SHORT EXERCISE | Print every one of the items below again, word for word and unchanged.

[Start GIVEN INFORMATION]

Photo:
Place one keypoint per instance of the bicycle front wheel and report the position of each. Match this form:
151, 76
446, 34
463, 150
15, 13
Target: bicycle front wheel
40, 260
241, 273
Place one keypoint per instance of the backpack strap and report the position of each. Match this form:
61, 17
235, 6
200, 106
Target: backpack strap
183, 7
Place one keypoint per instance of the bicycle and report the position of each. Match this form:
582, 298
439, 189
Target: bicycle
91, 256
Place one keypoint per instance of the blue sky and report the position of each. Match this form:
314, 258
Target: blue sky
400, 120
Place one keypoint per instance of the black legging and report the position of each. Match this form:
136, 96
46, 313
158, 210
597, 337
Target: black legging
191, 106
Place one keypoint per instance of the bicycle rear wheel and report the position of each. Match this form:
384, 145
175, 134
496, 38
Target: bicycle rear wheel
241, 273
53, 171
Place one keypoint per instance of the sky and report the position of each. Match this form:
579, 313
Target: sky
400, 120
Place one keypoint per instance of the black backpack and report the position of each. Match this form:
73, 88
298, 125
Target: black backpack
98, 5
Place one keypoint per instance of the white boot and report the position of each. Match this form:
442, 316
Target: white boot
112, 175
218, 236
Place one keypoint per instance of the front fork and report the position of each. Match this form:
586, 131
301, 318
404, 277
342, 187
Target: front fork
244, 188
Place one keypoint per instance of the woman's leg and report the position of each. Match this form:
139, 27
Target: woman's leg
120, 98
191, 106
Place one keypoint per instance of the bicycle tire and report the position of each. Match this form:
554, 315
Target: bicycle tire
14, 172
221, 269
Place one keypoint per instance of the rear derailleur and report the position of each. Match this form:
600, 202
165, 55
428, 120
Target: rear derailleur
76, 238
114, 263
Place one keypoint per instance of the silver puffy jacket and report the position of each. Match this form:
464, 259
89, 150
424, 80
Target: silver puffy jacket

[End GIVEN INFORMATION]

ANSWER |
Photo:
Place one keypoint per instance of the bicycle front wheel and report the position of each. Match this form:
151, 76
446, 34
463, 150
15, 13
Target: bicycle front wheel
40, 260
241, 273
Place one keypoint per instance of the backpack strap and report the position of each. Match this form:
61, 17
235, 6
200, 106
Target: backpack strap
183, 7
Place one keypoint per instance of the bicycle and report the position of each. Match this form:
582, 298
439, 189
Target: bicycle
91, 256
Place one keypoint per instance of the blue sky and report the position of each. Match this form:
314, 258
Target: blue sky
400, 120
Place one keypoint per instance of the black legging and report the position of each. Match this form:
136, 96
46, 313
158, 210
597, 337
Target: black legging
191, 106
Place one keypoint per instance of the bicycle rear wheel and report the position of each. Match this form:
384, 145
175, 134
496, 38
Target: bicycle rear wheel
241, 273
53, 171
Place one keypoint per instance of the sky and report the position of each. Match this form:
579, 313
Target: sky
400, 120
Place one keypoint per instance of the black backpack and report the position of each. Match this form:
73, 88
298, 125
Target: black backpack
98, 5
Place one keypoint per instance of the white boot and report the position of each. Match this form:
442, 316
Target: white boot
112, 175
218, 236
Place one keypoint per instance of the front fork and report the position of each. Match this form:
586, 131
301, 318
404, 277
342, 187
Target: front fork
244, 188
Place one keypoint per instance of the woman's leg and report the position of each. Match this form:
139, 27
Target: woman's leg
120, 98
191, 106
Place one keypoint per instance of the bicycle tire and report the position of each. Match this form:
554, 315
Target: bicycle tire
14, 172
221, 269
Place one keypoint per instance of the rear derailleur and report the position of each. Match this form:
600, 202
165, 55
428, 120
Target: rear derailleur
76, 238
114, 263
Place one keypoint per instance of the silver puffy jacket and report the position of each. Match this form:
464, 259
89, 150
424, 80
Target: silver puffy jacket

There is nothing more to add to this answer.